■ Work request
Below is a listing. Set down exactly the lines from the one containing "green wall in the photo above." through the one containing "hand in the photo above.", both ends included, and leave out the rest.

■ Source information
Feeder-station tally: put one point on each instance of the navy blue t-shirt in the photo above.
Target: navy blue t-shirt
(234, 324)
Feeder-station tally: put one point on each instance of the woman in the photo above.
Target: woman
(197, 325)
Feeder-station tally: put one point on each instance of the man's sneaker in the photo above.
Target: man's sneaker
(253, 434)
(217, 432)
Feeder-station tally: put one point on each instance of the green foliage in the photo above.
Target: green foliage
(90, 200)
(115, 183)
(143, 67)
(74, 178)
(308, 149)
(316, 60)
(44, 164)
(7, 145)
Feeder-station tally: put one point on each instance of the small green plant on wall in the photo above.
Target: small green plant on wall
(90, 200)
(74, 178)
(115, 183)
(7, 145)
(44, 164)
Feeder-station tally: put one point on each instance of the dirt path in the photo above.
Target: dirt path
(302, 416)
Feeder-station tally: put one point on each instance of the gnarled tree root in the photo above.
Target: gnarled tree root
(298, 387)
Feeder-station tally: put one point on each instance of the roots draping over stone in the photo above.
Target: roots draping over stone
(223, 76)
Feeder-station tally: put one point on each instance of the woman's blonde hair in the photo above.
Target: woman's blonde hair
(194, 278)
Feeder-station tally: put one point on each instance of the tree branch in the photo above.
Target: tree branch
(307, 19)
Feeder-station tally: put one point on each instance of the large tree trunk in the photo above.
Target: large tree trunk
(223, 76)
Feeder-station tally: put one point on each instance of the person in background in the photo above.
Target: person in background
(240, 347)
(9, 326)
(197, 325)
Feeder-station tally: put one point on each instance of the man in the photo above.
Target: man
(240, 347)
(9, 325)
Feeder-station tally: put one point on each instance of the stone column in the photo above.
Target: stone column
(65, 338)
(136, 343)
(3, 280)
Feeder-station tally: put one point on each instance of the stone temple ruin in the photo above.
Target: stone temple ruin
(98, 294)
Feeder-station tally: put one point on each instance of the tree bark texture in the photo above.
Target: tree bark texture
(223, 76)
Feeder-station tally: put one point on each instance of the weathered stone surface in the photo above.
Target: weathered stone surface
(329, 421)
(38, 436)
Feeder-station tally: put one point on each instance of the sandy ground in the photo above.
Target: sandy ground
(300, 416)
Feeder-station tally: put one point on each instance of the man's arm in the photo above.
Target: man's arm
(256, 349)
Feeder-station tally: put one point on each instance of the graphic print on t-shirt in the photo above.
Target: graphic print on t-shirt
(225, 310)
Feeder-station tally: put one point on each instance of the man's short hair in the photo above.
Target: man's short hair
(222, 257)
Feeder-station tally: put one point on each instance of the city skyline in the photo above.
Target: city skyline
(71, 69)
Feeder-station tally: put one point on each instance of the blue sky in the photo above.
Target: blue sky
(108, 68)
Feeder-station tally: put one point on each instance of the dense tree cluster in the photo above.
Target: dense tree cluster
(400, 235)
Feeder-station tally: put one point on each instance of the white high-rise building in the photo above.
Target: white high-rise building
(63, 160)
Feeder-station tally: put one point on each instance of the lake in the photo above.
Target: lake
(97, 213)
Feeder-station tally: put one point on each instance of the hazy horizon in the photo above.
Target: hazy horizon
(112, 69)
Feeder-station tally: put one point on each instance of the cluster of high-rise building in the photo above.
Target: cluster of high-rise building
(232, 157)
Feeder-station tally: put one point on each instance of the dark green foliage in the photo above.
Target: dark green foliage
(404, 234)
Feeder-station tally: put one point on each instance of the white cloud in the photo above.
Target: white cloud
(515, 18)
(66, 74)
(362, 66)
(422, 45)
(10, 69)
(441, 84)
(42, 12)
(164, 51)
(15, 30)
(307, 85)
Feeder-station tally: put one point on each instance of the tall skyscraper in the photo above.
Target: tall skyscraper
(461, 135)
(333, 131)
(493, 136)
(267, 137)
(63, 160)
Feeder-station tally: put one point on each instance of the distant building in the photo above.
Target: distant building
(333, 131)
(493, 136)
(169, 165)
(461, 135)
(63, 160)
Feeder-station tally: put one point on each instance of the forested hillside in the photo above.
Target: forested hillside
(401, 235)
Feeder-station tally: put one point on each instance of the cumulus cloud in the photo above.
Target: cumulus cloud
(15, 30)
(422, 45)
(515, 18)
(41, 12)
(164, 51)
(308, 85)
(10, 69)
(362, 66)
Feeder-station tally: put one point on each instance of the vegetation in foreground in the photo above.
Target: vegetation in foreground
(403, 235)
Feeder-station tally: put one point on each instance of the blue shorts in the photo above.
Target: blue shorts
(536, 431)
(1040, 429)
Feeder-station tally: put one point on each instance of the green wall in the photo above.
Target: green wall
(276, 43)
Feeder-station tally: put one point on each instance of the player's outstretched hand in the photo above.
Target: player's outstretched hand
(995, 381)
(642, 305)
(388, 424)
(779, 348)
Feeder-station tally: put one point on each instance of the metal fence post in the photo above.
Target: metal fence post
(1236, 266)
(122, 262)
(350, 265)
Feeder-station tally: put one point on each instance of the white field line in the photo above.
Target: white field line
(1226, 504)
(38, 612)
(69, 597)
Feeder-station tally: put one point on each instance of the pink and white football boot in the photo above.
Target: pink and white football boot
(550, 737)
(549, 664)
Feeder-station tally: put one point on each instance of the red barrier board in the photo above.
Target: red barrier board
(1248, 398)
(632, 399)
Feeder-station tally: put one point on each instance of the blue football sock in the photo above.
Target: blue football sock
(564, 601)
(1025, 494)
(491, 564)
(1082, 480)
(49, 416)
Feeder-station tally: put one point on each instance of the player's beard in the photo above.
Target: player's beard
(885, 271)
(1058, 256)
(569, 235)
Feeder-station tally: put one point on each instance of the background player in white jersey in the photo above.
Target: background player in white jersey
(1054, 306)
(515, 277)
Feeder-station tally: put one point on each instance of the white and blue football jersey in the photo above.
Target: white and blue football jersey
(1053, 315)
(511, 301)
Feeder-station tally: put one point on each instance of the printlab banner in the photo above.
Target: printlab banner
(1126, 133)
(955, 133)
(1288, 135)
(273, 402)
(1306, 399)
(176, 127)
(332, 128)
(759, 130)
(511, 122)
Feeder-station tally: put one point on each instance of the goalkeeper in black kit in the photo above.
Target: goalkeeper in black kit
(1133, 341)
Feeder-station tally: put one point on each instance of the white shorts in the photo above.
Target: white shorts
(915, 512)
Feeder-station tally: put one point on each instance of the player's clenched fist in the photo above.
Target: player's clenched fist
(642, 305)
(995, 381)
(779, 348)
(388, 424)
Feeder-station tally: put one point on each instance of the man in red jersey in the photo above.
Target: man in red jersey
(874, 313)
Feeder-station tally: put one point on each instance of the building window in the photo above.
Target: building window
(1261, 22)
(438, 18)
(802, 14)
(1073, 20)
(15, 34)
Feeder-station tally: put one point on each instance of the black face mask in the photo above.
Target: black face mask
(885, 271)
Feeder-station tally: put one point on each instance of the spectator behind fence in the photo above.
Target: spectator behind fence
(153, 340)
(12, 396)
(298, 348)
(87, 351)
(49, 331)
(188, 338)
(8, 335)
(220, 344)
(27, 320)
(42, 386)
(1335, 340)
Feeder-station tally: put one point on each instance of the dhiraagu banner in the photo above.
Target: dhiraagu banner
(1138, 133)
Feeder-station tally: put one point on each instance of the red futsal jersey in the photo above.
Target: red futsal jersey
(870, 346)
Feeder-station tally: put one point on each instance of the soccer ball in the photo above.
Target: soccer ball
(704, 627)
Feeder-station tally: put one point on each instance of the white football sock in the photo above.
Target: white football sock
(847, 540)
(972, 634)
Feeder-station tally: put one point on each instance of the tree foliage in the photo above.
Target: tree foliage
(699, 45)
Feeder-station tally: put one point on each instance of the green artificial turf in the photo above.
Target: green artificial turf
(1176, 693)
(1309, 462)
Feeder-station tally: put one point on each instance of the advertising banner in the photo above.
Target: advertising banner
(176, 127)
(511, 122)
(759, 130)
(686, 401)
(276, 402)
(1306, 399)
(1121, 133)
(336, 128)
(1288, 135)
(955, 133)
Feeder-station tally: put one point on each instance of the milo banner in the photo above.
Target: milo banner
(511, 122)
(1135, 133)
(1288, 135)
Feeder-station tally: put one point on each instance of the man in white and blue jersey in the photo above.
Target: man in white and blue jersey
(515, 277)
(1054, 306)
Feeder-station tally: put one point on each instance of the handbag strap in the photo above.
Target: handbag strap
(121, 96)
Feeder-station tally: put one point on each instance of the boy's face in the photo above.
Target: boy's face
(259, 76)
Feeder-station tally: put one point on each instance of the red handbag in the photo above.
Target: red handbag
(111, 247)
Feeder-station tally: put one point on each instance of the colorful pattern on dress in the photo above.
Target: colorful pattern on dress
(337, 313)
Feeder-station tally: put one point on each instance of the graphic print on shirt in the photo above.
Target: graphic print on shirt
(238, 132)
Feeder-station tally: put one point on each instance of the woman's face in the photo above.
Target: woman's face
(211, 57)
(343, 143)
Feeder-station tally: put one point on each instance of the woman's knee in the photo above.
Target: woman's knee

■ Result for this exercise
Feeder-station tally: put one point on each instance of the green wall in the photo above.
Target: green wall
(276, 43)
Feeder-station tally: put one point on each instance of the player's outstretched hand in the photo above.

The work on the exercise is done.